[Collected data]

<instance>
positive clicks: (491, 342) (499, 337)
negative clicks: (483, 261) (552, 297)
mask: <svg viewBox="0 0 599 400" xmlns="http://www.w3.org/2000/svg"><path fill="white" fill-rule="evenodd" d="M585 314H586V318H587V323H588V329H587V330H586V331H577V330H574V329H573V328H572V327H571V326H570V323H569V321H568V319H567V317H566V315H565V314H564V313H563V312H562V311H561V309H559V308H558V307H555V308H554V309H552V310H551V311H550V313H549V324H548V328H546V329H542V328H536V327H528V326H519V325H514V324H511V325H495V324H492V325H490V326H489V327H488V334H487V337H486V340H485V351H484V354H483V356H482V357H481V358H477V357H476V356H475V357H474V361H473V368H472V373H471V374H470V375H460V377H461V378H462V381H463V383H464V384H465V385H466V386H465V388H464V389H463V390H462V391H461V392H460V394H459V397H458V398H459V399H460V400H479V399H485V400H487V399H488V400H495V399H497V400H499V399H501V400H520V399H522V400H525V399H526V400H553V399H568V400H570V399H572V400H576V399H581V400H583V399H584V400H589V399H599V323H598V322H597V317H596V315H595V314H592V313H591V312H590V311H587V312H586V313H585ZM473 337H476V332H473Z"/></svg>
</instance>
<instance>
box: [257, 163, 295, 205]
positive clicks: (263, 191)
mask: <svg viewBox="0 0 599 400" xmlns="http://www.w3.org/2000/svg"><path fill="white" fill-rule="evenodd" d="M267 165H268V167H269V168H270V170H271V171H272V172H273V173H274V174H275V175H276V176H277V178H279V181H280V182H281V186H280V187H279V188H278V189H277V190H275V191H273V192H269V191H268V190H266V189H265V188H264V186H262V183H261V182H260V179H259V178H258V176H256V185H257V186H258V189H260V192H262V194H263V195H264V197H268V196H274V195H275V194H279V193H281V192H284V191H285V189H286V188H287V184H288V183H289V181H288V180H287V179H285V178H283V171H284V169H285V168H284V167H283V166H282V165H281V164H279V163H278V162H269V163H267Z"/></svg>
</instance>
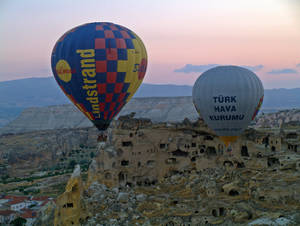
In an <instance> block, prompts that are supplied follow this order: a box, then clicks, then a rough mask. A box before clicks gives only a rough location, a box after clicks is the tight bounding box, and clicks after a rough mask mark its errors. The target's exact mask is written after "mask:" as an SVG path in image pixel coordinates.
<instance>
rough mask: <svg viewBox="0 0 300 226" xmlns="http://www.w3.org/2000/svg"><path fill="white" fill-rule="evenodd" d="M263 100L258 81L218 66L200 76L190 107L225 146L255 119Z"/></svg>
mask: <svg viewBox="0 0 300 226" xmlns="http://www.w3.org/2000/svg"><path fill="white" fill-rule="evenodd" d="M263 98H264V89H263V85H262V83H261V81H260V79H259V78H258V77H257V76H256V75H255V73H253V72H252V71H250V70H248V69H246V68H242V67H238V66H218V67H215V68H212V69H210V70H208V71H206V72H204V73H203V74H202V75H201V76H199V78H198V79H197V80H196V82H195V84H194V87H193V103H194V105H195V107H196V109H197V111H198V112H199V114H200V115H201V117H202V118H203V120H204V122H205V123H206V124H207V125H208V127H209V128H211V129H212V130H213V131H214V132H215V133H216V134H217V135H218V136H220V139H221V140H222V141H223V142H224V143H225V145H226V146H228V145H229V144H230V143H231V142H234V141H235V140H236V139H237V136H239V135H240V134H241V133H242V132H243V131H244V130H245V129H246V128H247V126H248V125H249V124H250V122H251V121H252V120H253V119H254V118H255V116H256V114H257V113H258V111H259V109H260V106H261V104H262V102H263Z"/></svg>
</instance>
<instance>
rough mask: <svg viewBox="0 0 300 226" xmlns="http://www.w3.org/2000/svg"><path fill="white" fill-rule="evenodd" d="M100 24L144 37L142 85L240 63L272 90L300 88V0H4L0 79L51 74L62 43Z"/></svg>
mask: <svg viewBox="0 0 300 226" xmlns="http://www.w3.org/2000/svg"><path fill="white" fill-rule="evenodd" d="M95 21H106V22H113V23H116V24H120V25H123V26H125V27H127V28H129V29H131V30H133V31H134V32H135V33H136V34H138V35H139V36H140V38H141V39H142V40H143V42H144V44H145V46H146V49H147V53H148V57H149V58H148V69H147V73H146V76H145V79H144V82H145V83H152V84H178V85H193V84H194V82H195V80H196V79H197V78H198V76H199V75H200V74H201V73H202V72H204V71H205V70H207V69H209V68H211V67H214V66H217V65H239V66H244V67H247V68H249V69H251V70H253V71H254V72H255V73H256V74H257V75H258V76H259V78H260V79H261V80H262V82H263V85H264V87H265V88H267V89H270V88H299V87H300V1H299V0H243V1H241V0H210V1H207V0H163V1H162V0H126V1H124V0H43V1H40V0H26V1H20V0H0V34H1V35H0V81H8V80H15V79H21V78H29V77H49V76H52V72H51V66H50V56H51V51H52V48H53V46H54V44H55V42H56V41H57V39H58V38H59V37H60V36H61V35H62V34H63V33H64V32H66V31H67V30H70V29H71V28H73V27H75V26H78V25H80V24H84V23H88V22H95Z"/></svg>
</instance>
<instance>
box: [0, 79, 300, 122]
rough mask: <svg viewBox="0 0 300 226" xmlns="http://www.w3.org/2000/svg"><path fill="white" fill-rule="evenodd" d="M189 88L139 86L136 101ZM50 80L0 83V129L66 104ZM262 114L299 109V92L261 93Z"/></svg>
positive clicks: (291, 90) (163, 95)
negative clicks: (12, 120) (27, 115)
mask: <svg viewBox="0 0 300 226" xmlns="http://www.w3.org/2000/svg"><path fill="white" fill-rule="evenodd" d="M191 95H192V86H187V85H171V84H166V85H154V84H142V85H141V87H140V88H139V89H138V91H137V93H136V94H135V95H134V97H135V98H137V97H179V96H191ZM69 103H70V101H69V100H68V99H67V98H66V97H65V95H64V94H63V92H62V91H61V90H60V89H59V87H58V86H57V84H56V81H55V80H54V78H53V77H47V78H28V79H20V80H13V81H6V82H0V127H3V126H4V125H7V124H8V123H9V122H11V121H12V120H14V119H15V118H17V116H18V115H19V114H20V113H21V112H22V111H23V110H24V109H26V108H29V107H43V106H51V105H62V104H69ZM262 108H263V110H264V111H265V112H270V111H274V110H278V109H291V108H300V88H297V89H272V90H265V99H264V102H263V106H262Z"/></svg>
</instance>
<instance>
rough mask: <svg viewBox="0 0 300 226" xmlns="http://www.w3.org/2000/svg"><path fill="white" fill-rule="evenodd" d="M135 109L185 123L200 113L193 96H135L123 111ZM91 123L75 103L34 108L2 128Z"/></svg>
mask: <svg viewBox="0 0 300 226" xmlns="http://www.w3.org/2000/svg"><path fill="white" fill-rule="evenodd" d="M131 112H135V113H136V115H135V117H137V118H150V119H151V120H152V121H153V122H181V121H182V120H184V118H189V119H190V120H192V121H193V120H196V119H197V118H198V113H197V112H196V109H195V107H194V105H193V104H192V98H191V97H153V98H134V99H132V101H130V102H129V103H128V104H127V105H126V106H125V107H124V108H123V109H122V111H121V112H120V114H119V116H120V115H127V114H130V113H131ZM89 126H92V124H91V122H90V121H89V120H88V119H87V118H86V117H85V116H84V115H83V114H82V113H81V112H80V111H79V110H78V109H77V108H76V107H74V106H73V105H71V104H68V105H60V106H48V107H33V108H28V109H26V110H24V111H23V112H22V113H21V115H20V116H19V117H18V118H17V119H15V120H14V121H12V122H10V123H9V124H8V125H6V126H4V127H3V128H0V134H3V133H20V132H30V131H39V130H48V129H64V128H83V127H89Z"/></svg>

*TRY IT*
Please list every line in the material above that contains the word "negative".

*RESULT*
negative clicks: (483, 261) (552, 297)
negative clicks: (12, 120) (27, 115)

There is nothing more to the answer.